INSTRUCTION A:
Answer these questions from the book review below:
(i) In which issue of which publication did the review first appear?
(ii) Which company published The General and the Jaguar?
(iii) Which historian wrote The Life and Times of Pancho Villa?

TEXT TO READ:
>> begin

Tuesday, July 03, 2007

Guest Columnist: Sergio Troncoso. The General and the Jaguar...

La Bloga welcomes Sergio Troncoso as our guest. We're pleased also to share Sergio's review as published in the Summer 2007 issue of Multicultural Review.

The General and the Jaguar: Pershing's Hunt for Pancho Villa, by Eileen Welsome

By Sergio Troncoso


The General and the Jaguar (Little, Brown and Company), Eileen Welsome, is a historical account of General John Pershing's pursuit of the Mexican revolutionary Pancho Villa, after the latter's attack on Columbus, New Mexico in March of 1916. The book is a lively, highly readable history of this episode, and its aftermath, but ultimately, and unfortunately, it does not give a balanced view of its main characters, particularly Villa.

Welsome's view of history is to focus on the details, which is fortunate for the casual reader who wants to be entranced by a good story and fascinating characters. The author does briefly turn her attention to some of the systemic causes of the Mexican Revolution- the land concentration among the Mexican elite during the Porfiriato, the blatant and brutal usurpation of village communal lands, and the rampant political corruption of the Mexican regime. But the author truly lingers on the personal passions, and even savagery, of Villa, what he wore the night before the attack, and the minute-by-minute rendering of the action as Villa brazenly invades the United States.

Villa's attack is primarily, according to Welsome, a vengeful act to repay the United States for its support of Villa's archenemy Venustiano Carranza, an act born of a crazy hatred for gringos and other foreigners. The act, literally, of an animal human being. It's of course a stereotypical view of Villa, and perhaps Villa was in part such a person. But Welsome downplays what a great historian like Friedrich Katz, author of The Life and Times of Pancho Villa, concentrates on: Villa the military tactician, Villa the successful bureaucratic administrator, Villa the savvy counter-puncher. For the Columbus raid strategically resurrected Villa's revolutionary movement from a low point. It gave Villa a slim, but credible chance to regroup and regain momentum, and it was the best he could do given his dwindling resources and manpower. The Columbus raid was a gambit that almost worked to restore Villa to national power after his disastrous military decline of 1915.

>> end

[Entries from a point annotation set]
>> begin

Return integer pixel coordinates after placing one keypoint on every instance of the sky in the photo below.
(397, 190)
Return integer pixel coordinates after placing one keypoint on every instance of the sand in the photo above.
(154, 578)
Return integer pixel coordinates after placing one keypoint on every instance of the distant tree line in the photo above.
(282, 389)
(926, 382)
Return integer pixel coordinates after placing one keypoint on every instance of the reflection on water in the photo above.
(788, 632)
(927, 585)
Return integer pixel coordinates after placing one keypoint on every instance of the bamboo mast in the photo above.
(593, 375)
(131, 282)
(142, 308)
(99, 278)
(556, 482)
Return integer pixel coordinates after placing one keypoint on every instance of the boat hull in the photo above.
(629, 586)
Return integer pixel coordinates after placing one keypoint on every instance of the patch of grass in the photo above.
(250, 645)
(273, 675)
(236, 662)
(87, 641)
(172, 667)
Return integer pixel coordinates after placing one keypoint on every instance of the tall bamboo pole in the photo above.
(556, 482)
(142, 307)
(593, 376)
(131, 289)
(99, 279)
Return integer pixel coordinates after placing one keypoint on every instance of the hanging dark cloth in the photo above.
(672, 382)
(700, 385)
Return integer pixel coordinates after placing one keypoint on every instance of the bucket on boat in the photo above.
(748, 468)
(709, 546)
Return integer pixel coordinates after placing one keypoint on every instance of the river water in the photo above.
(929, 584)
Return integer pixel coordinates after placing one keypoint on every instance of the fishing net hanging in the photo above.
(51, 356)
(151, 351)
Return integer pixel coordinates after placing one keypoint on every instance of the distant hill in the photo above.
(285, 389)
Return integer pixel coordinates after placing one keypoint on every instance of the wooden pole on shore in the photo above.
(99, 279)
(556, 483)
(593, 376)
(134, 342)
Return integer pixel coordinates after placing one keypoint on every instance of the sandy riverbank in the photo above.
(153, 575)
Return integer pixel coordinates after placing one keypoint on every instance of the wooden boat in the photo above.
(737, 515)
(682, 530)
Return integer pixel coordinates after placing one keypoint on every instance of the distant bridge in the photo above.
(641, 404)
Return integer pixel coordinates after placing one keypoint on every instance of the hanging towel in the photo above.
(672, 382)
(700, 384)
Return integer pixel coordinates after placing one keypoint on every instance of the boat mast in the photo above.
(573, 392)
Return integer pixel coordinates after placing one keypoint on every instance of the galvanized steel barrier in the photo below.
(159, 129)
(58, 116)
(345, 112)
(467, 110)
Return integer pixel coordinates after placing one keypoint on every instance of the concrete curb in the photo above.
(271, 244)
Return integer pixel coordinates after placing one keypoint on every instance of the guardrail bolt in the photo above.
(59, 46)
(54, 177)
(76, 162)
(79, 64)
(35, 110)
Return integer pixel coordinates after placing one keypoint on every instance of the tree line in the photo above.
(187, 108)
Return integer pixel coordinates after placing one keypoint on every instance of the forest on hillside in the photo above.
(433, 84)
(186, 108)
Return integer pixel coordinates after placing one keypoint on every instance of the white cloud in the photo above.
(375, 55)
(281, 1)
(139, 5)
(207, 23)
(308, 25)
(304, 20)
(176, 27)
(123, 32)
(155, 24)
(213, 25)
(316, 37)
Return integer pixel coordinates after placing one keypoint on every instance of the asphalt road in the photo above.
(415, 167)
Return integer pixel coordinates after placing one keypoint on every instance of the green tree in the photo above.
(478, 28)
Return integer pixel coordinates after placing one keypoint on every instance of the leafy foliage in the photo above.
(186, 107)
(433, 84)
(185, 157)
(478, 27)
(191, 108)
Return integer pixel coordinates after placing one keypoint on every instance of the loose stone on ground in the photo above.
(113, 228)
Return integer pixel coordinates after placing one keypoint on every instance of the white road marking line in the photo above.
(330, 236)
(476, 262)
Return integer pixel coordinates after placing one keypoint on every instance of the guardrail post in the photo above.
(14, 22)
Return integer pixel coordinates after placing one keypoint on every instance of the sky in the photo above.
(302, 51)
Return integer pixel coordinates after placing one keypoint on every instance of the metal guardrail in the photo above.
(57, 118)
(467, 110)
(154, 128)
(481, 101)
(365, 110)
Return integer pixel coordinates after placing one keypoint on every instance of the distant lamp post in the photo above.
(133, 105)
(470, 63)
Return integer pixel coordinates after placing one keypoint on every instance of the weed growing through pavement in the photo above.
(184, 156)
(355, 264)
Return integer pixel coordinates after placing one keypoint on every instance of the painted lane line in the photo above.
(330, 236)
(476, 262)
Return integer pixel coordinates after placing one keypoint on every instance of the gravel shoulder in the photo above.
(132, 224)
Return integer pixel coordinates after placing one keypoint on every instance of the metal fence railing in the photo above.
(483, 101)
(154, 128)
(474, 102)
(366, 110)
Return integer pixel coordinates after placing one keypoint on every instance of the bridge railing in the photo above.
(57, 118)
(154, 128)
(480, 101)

>> end

INSTRUCTION B: Arrange a portion of the records as a Markdown table with the columns Row and Line, leaving out blank lines. Begin at the line of the records that contains "shoulder in the photo above." and continue through the final line of the records.

CORRECT OUTPUT A:
(i) The Summer 2007 issue of Multicultural Review
(ii) Little, Brown and Company
(iii) Friedrich Katz

CORRECT OUTPUT B:
| Row | Line |
|---|---|
| 1 | Return integer pixel coordinates after placing one keypoint on every instance of the gravel shoulder in the photo above. |
| 2 | (132, 224) |
| 3 | Return integer pixel coordinates after placing one keypoint on every instance of the metal fence railing in the photo above. |
| 4 | (483, 101) |
| 5 | (154, 128) |
| 6 | (474, 102) |
| 7 | (366, 110) |
| 8 | Return integer pixel coordinates after placing one keypoint on every instance of the bridge railing in the photo above. |
| 9 | (57, 118) |
| 10 | (154, 128) |
| 11 | (480, 101) |